* Material shown:

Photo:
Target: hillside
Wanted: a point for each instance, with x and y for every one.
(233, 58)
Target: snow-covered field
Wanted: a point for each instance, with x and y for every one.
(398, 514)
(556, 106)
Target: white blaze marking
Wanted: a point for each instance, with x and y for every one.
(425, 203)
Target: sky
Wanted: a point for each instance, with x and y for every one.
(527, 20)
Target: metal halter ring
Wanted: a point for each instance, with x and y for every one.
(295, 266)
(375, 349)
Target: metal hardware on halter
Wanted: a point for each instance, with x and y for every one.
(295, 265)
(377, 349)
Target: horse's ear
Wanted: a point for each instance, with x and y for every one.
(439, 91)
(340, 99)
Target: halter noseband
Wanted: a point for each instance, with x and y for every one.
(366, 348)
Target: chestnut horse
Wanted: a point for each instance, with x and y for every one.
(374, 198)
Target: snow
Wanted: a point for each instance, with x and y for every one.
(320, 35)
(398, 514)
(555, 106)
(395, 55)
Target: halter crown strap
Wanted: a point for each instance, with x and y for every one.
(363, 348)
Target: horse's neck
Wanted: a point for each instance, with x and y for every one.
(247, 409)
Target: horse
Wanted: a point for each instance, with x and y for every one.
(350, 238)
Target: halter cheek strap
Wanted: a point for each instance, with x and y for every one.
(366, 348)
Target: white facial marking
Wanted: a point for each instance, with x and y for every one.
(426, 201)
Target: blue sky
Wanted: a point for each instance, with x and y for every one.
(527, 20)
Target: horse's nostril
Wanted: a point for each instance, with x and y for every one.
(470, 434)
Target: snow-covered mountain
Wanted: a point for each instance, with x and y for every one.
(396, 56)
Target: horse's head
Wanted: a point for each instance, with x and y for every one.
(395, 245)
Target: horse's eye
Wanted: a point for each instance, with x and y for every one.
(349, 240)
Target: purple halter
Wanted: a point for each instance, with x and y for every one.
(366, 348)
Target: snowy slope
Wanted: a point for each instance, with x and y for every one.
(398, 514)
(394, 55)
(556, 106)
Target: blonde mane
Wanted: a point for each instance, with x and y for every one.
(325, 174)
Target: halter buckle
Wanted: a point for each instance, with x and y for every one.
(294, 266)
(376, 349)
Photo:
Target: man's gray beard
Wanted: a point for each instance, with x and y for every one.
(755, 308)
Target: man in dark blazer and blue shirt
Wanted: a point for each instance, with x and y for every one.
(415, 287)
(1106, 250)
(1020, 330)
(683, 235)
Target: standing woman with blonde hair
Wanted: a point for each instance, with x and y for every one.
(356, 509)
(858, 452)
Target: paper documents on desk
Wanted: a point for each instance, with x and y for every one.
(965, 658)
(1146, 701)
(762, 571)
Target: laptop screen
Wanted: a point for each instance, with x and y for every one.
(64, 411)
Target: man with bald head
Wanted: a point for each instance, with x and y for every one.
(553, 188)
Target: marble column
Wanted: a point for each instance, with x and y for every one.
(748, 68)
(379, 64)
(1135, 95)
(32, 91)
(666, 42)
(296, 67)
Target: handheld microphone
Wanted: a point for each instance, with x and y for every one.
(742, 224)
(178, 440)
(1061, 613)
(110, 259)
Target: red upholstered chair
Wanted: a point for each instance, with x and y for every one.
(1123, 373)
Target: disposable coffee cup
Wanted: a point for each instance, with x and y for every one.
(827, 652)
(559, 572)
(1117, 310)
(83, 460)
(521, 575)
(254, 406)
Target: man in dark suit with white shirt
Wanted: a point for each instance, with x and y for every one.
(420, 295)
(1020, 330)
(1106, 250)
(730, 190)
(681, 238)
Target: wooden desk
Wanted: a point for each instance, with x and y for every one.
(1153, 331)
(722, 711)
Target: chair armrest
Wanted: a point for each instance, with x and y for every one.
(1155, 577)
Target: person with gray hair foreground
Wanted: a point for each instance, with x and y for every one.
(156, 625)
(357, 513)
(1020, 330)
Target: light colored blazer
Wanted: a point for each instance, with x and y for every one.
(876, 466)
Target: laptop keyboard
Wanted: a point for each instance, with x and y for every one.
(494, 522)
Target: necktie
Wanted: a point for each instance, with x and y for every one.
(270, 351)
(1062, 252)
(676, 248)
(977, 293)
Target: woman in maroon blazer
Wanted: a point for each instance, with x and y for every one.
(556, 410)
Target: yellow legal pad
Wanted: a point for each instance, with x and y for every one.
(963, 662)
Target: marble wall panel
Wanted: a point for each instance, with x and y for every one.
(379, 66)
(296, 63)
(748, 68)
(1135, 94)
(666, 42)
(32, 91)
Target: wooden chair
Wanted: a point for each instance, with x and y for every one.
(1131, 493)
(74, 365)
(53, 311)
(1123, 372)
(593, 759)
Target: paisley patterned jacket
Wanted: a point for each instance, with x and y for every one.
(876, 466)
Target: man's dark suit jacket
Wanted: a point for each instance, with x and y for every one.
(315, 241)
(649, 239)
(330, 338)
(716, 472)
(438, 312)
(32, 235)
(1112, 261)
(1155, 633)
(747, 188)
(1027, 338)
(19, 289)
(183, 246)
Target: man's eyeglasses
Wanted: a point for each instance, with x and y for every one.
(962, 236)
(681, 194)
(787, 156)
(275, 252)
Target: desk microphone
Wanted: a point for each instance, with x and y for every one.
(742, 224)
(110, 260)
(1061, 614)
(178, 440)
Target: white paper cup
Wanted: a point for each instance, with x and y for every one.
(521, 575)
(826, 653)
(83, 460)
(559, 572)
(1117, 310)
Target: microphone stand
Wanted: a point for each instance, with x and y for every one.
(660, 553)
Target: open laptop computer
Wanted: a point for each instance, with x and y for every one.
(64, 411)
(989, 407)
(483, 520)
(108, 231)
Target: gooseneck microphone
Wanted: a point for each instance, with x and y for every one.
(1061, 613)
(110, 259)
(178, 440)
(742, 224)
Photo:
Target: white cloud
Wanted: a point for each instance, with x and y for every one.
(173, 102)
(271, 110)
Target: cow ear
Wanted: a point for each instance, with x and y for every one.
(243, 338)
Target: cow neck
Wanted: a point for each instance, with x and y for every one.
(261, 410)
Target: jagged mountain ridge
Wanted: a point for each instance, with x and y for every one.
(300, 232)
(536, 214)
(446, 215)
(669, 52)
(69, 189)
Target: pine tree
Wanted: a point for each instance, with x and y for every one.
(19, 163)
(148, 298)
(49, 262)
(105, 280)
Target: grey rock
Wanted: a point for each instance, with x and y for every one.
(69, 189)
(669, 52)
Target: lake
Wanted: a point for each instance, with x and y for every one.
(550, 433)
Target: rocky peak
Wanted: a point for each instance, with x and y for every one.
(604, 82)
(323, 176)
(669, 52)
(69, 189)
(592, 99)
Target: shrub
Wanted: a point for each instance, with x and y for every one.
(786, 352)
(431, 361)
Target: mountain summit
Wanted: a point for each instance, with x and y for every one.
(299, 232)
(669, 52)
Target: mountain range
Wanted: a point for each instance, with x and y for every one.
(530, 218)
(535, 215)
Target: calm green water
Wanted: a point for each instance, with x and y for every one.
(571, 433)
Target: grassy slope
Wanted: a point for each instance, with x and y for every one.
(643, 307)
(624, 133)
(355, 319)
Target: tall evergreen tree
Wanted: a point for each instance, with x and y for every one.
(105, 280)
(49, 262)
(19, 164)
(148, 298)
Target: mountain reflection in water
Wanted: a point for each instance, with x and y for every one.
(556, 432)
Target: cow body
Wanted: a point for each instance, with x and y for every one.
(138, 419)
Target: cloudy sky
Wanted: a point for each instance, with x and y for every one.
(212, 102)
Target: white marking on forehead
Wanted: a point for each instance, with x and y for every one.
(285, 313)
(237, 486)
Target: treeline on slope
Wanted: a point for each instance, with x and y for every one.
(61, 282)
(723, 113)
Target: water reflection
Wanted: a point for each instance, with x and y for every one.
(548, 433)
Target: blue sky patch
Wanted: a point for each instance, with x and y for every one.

* Problem:
Reproduce the lines verbatim, starting with the line that contains "Target: water reflection" and continuing through the final line, with both of those lines included.

* Task response:
Target: water reflection
Wanted: a point for each instance, with x and y for every one.
(548, 433)
Target: blue sky patch
Wanted: a point for each instance, with x and y for every one.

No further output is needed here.